■ About this task:
The lines needed are those below that contain the word "flower"; copy each one.

■ Records:
========================

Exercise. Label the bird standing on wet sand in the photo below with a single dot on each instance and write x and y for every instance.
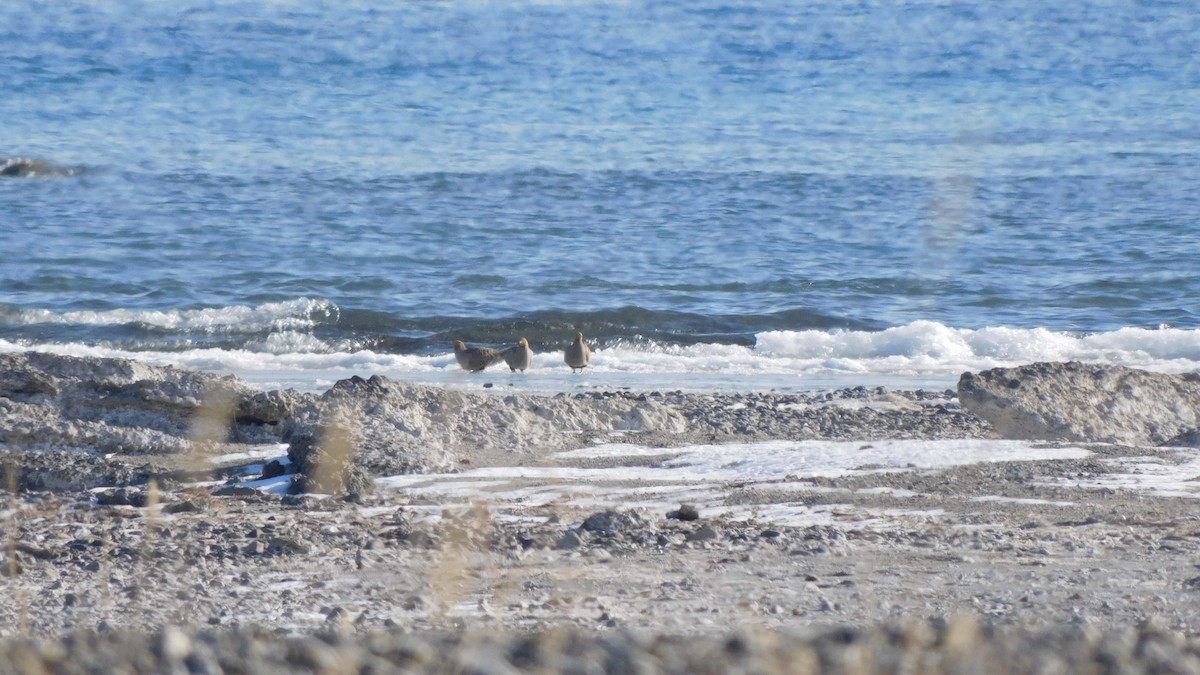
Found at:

========================

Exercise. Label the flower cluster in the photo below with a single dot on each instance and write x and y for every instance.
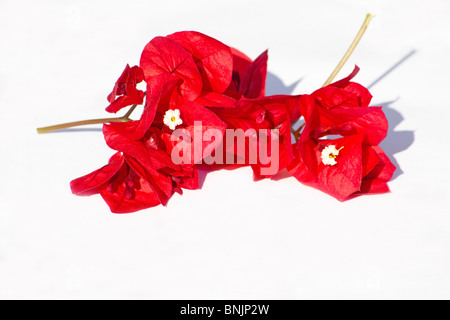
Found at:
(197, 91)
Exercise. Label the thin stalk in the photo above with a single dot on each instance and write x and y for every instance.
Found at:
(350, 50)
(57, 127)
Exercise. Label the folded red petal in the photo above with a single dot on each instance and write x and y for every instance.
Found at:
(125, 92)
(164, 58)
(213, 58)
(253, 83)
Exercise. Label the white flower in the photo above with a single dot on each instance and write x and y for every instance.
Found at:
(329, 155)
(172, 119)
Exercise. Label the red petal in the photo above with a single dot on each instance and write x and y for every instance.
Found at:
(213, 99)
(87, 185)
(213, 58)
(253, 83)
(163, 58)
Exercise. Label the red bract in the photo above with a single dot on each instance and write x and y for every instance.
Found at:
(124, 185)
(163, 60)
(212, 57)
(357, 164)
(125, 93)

========================

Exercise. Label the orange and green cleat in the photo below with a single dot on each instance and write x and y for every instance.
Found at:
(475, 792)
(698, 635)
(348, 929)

========================

■ Exercise answer:
Exercise. Label the flower cluster in the photo below with a single dot on each instance and write x and y for every instance.
Exercise. Label the white flower in the photo above with a single dot on each instance and write x and y for every instance.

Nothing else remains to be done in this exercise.